## Task description
Somewhere below, one line contains "Put a dot on the rocky" and a later line contains "Put a dot on the sea". Output those two lines and everything between them exactly, and nothing else.

━━━ Records for the exercise

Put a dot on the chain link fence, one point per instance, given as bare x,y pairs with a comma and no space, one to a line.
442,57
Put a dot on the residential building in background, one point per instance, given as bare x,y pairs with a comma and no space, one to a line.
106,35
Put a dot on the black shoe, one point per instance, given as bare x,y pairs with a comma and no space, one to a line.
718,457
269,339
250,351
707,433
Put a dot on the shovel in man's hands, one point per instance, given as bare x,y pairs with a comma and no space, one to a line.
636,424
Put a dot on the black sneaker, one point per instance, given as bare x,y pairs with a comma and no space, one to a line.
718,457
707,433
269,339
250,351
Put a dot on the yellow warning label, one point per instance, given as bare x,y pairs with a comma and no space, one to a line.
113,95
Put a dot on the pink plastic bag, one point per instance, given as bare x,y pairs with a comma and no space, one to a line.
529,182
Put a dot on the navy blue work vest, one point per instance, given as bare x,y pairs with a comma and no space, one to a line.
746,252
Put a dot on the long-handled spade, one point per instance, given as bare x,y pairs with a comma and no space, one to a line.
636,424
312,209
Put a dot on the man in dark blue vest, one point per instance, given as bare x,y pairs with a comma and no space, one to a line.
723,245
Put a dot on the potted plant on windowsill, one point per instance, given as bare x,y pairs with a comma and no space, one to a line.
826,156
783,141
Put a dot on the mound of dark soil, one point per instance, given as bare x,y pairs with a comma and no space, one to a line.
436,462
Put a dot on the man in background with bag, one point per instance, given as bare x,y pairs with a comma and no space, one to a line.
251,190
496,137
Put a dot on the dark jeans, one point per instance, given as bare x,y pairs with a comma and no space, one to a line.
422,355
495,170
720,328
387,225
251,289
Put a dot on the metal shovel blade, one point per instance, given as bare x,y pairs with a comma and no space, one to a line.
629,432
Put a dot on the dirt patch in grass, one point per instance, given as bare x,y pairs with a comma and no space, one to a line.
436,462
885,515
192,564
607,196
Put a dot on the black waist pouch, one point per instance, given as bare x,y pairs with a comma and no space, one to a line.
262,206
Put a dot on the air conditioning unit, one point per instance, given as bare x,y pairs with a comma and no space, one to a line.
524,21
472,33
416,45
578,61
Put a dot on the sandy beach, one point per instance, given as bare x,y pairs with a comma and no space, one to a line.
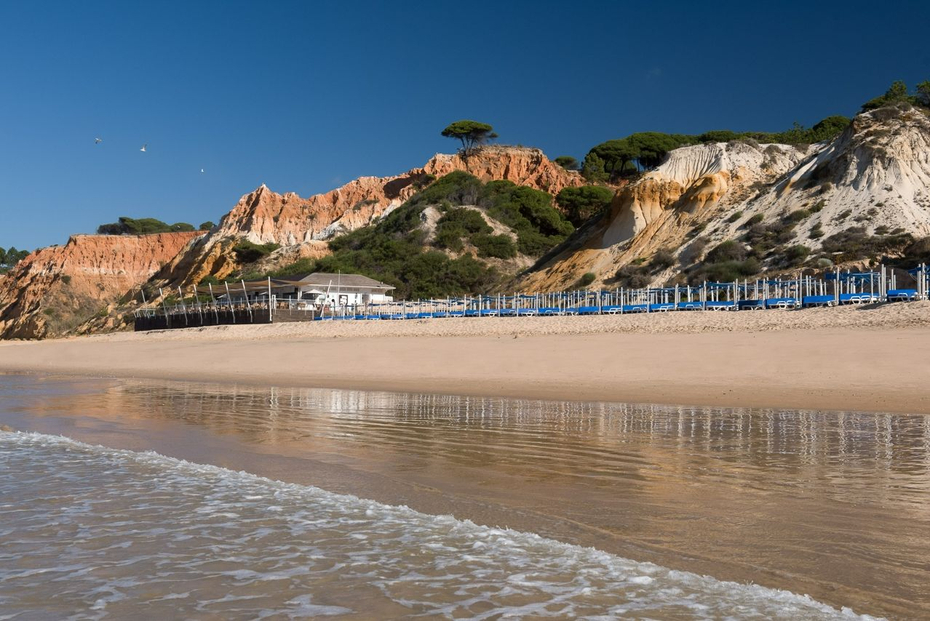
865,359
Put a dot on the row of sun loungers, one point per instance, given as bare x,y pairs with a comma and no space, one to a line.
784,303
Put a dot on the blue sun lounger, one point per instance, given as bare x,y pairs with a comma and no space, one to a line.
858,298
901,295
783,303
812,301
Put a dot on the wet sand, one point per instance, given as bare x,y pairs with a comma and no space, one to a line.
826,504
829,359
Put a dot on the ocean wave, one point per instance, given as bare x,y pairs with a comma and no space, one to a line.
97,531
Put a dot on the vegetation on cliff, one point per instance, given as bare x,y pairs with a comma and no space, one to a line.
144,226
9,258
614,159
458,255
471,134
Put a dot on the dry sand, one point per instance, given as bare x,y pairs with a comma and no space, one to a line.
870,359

━━━━━━
━━━ Records for the exercise

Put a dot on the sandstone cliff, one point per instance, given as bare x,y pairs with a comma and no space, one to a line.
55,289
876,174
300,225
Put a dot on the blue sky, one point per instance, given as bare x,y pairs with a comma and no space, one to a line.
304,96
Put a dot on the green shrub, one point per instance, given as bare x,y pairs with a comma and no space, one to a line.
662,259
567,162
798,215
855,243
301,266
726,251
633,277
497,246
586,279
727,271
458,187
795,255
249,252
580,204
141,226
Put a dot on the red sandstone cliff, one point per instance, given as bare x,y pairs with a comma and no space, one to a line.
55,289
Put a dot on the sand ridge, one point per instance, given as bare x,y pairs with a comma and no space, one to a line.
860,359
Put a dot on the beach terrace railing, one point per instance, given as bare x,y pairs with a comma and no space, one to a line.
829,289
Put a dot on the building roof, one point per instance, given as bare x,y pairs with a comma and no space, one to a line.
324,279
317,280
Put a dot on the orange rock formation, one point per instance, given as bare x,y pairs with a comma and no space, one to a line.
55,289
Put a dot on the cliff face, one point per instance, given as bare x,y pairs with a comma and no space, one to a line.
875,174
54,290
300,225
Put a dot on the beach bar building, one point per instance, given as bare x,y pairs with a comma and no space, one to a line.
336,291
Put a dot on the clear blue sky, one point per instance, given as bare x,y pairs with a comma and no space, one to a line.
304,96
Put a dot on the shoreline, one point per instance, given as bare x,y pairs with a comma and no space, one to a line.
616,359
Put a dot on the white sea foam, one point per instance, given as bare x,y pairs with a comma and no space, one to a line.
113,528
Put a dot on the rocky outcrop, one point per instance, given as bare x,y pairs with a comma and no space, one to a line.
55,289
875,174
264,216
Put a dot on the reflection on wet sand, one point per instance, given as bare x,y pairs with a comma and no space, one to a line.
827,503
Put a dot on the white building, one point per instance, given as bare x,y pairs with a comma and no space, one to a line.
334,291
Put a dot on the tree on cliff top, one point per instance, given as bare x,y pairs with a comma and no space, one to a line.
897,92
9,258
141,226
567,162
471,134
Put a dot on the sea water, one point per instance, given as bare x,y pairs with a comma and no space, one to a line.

━━━━━━
━━━ Records for the exercise

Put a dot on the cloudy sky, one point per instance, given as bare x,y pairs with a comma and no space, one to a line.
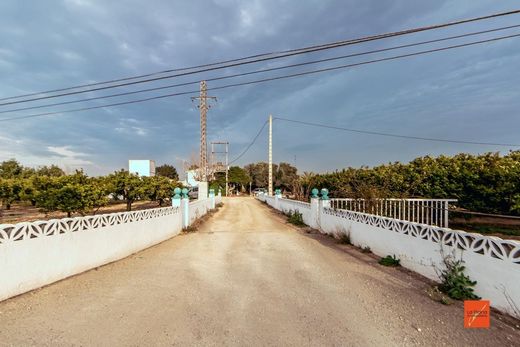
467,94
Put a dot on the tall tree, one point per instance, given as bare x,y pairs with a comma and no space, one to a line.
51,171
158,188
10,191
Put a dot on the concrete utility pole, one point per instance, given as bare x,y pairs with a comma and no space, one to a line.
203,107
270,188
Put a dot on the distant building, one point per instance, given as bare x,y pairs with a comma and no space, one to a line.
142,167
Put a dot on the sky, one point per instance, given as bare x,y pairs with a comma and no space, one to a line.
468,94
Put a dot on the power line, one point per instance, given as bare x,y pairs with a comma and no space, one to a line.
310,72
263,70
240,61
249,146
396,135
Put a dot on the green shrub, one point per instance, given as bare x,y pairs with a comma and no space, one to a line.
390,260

━━━━━━

## Answer box
Put a dot on the rocky outcrop, one point per instance, given as bare x,y pairs with a comma and no space, one to a line.
55,289
875,174
264,216
Put a dot on the reflection on wet sand, one point per instance, given as bare x,y pairs with a comma and no space, one to a line.
827,503
Put a dot on the white building, one point per instance, given as bare x,y pairs with a comma and no space, one to a line.
334,291
Put a dot on the tree on cliff top, one point per instance, given as bare x,y pairs with a comma and no space, one to a line.
897,92
9,258
141,226
567,162
471,134
Put a dot on the sea water, one point per instance, given as bare x,y pairs with a comma and no space, one to a line.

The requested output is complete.